═══ Selected extract ═══
Q: How difficult was it for you and the other women to go into work every day during the lawsuit? How were you treated in the newsroom?

A: Some of our bosses were very supportive. But a lot of the guys didn’t like affirmative action…Osborn Elliott, had he stayed on the editorial side, would have made changes. He was the father of three girls.

It was the middle-management level where a lot of discrimination took place. The three women who tried out as writers after the lawsuit all failed their tryouts. We knew those guys didn’t want them to succeed…

Going in was a little [testy] with certain people, but most of our bosses were supportive. They worked with us every day, and knew we were talented. But it wasn’t a fun time, particularly for those women who stuck their necks out.

Q: How does the news business compare with other fields when it comes to the treatment of women employees?
═══ Dataset excerpts ═══
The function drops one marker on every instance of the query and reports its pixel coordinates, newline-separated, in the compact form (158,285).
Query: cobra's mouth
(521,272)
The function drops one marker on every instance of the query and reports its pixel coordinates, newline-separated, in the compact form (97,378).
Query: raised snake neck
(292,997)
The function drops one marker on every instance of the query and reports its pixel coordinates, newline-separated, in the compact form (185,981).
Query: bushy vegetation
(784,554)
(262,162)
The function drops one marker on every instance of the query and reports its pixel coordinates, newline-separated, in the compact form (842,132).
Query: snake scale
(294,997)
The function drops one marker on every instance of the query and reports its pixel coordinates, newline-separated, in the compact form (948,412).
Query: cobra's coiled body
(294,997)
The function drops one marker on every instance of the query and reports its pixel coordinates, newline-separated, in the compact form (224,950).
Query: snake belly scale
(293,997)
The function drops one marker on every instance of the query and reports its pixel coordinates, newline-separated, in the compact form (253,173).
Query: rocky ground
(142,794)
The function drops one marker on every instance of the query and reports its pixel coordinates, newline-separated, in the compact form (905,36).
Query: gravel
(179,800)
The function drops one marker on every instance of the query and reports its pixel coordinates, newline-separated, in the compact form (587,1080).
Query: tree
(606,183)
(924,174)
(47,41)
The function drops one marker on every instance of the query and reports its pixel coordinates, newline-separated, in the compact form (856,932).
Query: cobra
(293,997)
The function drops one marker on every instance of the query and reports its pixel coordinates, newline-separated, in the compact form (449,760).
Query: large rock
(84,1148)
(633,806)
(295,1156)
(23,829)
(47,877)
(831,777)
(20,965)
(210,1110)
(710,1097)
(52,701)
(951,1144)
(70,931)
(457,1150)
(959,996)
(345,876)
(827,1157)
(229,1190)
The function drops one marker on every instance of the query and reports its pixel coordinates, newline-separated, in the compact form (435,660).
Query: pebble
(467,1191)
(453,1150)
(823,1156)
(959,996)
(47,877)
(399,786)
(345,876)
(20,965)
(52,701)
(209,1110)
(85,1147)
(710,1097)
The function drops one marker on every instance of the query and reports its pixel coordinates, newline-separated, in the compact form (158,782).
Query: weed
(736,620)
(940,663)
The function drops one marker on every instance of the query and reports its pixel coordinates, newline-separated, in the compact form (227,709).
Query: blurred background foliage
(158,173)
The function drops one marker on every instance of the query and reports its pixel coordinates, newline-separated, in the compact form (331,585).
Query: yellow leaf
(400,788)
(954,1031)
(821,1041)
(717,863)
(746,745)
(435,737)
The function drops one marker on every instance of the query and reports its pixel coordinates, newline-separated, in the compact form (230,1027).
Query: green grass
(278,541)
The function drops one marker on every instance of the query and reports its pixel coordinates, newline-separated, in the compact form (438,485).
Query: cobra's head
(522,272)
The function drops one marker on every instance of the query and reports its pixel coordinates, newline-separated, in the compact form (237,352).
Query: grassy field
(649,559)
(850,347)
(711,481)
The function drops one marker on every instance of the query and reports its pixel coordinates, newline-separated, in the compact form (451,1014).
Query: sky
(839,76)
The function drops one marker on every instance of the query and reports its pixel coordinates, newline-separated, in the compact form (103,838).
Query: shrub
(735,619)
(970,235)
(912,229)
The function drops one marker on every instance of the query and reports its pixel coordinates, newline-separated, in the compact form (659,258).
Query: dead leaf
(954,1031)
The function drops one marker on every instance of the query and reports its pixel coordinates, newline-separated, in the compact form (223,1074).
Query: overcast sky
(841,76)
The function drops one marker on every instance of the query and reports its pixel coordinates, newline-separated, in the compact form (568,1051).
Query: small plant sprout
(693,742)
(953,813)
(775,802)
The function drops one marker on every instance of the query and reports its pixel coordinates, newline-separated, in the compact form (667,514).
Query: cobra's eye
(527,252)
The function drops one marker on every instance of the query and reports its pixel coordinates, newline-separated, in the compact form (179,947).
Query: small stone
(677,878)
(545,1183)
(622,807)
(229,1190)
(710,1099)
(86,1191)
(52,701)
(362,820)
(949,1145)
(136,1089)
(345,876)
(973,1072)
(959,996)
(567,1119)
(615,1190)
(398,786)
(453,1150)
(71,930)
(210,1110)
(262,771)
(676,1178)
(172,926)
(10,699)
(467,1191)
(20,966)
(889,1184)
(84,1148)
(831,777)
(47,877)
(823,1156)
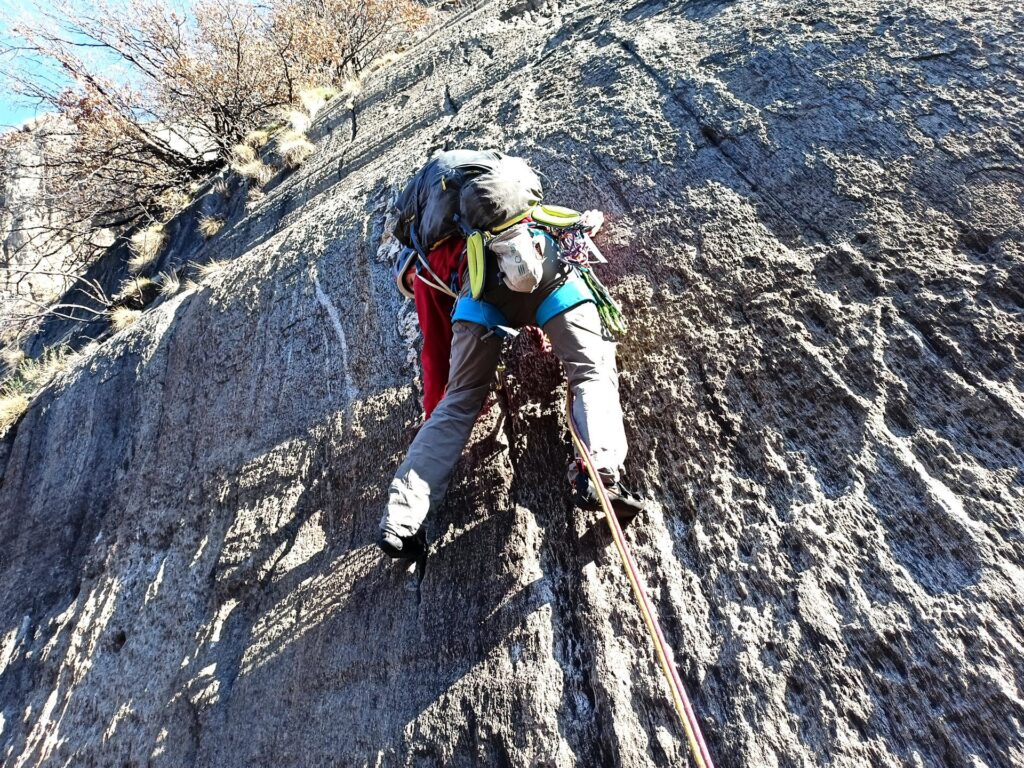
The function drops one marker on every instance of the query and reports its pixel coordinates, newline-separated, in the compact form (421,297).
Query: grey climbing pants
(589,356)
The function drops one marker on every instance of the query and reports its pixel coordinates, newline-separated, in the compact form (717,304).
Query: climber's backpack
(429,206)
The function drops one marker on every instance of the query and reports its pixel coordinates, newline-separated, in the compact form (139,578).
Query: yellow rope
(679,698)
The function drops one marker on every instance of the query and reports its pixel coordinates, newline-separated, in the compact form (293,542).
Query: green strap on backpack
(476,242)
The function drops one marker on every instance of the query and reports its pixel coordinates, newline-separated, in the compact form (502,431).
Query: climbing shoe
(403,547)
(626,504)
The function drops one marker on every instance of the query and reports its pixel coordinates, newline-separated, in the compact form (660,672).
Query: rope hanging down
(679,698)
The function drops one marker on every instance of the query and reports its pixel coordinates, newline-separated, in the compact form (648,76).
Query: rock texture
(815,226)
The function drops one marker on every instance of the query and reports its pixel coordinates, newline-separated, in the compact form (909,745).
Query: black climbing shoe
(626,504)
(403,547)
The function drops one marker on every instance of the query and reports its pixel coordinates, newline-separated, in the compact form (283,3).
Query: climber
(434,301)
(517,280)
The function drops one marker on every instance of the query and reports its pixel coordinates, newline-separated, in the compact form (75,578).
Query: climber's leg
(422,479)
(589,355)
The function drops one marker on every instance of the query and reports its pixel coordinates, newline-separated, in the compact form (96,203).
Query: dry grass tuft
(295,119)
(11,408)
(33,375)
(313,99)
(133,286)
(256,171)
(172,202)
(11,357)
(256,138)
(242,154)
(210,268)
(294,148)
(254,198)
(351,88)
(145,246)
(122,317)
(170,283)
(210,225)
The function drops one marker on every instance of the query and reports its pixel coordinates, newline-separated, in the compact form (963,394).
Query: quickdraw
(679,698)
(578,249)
═══
═══ Dataset excerpts ═══
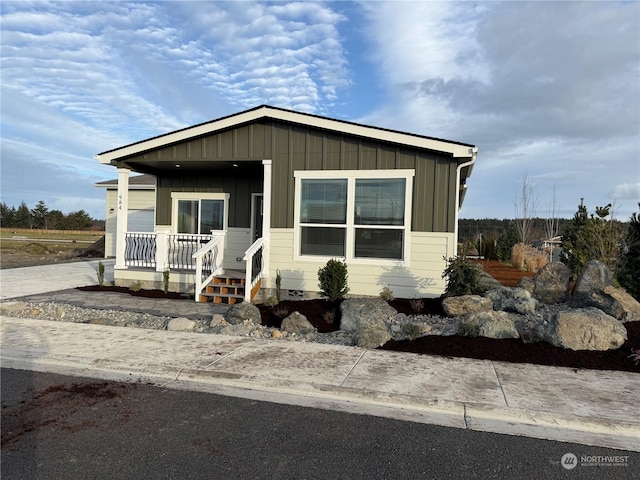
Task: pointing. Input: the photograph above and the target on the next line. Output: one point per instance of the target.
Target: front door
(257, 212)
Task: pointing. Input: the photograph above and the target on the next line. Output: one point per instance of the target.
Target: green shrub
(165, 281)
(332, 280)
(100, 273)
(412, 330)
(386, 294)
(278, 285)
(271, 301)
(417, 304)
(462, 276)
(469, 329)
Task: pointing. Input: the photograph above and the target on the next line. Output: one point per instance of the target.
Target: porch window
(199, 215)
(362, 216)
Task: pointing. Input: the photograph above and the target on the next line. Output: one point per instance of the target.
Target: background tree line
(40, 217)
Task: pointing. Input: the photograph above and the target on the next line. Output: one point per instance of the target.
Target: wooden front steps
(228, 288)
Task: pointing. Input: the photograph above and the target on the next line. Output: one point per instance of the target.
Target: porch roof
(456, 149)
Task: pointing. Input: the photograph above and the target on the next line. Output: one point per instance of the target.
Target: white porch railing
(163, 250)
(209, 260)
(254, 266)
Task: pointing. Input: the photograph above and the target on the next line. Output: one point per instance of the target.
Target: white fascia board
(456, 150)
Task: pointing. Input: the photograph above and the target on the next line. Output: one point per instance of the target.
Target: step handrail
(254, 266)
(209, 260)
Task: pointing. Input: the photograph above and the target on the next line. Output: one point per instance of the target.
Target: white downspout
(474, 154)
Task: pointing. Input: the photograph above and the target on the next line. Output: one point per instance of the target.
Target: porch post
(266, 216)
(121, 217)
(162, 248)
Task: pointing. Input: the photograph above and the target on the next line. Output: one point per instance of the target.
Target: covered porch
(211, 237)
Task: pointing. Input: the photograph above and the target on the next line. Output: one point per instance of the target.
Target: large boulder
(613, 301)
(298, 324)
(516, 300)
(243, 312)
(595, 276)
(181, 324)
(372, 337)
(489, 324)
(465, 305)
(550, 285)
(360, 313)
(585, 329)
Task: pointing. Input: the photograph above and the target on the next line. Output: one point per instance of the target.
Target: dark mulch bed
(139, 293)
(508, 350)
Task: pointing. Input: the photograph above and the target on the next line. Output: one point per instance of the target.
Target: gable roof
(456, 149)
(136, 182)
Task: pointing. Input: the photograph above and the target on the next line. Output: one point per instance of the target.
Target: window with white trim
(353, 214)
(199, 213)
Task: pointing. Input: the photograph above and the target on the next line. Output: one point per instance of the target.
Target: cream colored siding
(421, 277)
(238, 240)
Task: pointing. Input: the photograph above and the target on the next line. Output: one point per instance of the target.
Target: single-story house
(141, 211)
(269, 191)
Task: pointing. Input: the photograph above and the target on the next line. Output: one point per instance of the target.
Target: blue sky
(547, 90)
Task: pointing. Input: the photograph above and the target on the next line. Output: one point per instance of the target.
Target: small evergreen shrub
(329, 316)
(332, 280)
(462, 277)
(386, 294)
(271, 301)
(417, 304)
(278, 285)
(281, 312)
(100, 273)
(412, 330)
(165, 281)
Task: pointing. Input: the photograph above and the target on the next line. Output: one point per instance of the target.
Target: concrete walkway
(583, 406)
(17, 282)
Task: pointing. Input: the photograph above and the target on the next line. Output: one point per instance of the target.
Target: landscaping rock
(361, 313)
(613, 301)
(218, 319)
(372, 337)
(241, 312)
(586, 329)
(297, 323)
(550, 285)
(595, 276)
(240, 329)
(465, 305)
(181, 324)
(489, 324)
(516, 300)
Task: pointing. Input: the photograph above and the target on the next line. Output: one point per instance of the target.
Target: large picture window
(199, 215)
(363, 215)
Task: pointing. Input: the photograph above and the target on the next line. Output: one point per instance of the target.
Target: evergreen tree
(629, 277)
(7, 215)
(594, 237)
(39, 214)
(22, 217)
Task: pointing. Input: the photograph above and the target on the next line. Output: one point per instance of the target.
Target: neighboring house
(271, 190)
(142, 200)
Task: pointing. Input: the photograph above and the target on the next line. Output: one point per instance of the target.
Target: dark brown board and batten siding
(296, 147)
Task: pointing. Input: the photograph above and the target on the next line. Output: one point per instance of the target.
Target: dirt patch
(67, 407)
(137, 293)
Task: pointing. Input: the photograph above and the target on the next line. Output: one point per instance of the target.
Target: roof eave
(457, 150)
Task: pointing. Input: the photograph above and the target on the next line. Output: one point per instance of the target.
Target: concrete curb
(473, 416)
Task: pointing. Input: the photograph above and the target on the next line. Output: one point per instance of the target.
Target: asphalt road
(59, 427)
═══
═══ Dataset excerpts ═══
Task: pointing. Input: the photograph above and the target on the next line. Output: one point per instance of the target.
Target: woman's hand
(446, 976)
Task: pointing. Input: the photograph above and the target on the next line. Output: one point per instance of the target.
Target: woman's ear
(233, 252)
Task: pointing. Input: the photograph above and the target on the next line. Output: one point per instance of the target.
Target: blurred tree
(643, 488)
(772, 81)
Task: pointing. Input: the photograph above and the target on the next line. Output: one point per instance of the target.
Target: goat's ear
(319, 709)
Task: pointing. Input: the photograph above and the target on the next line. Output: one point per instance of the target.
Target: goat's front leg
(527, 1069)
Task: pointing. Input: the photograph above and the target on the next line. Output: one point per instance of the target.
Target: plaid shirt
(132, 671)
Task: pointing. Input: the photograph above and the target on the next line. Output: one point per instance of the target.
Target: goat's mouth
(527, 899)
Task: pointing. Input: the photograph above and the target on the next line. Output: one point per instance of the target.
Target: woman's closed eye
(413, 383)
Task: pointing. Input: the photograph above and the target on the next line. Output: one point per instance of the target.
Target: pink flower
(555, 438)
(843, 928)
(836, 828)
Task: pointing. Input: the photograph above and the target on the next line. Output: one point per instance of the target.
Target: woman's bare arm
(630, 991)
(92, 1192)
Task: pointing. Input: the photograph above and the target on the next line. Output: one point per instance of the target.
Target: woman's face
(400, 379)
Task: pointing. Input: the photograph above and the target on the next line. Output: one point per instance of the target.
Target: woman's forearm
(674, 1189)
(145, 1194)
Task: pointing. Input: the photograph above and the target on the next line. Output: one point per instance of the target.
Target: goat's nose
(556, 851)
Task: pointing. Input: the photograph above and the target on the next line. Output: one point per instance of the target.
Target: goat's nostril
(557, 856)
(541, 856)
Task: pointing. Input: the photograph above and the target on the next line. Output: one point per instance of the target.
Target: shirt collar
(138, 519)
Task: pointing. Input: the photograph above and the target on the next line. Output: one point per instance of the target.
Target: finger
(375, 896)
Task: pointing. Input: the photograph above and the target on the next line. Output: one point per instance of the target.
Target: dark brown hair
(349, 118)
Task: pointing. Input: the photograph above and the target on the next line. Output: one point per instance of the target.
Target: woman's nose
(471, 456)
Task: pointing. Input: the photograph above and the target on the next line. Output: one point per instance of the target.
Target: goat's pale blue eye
═══
**Instructions**.
**A.** According to the interview excerpt, what evidence does the speaker give for the claim that much of the discrimination took place at the middle-management level? Answer in one to three sentences.
**B.** Output everything in the interview excerpt from "A: Some of our" down to "their necks out.".
The data were drawn from a source separate from the interview excerpt.

**Outputs in order**.
**A.** The speaker notes that the three women who tried out as writers after the lawsuit all failed their tryouts. The speaker adds that "we knew those guys didn't want them to succeed."

**B.**
A: Some of our bosses were very supportive. But a lot of the guys didn’t like affirmative action…Osborn Elliott, had he stayed on the editorial side, would have made changes. He was the father of three girls.

It was the middle-management level where a lot of discrimination took place. The three women who tried out as writers after the lawsuit all failed their tryouts. We knew those guys didn’t want them to succeed…

Going in was a little [testy] with certain people, but most of our bosses were supportive. They worked with us every day, and knew we were talented. But it wasn’t a fun time, particularly for those women who stuck their necks out.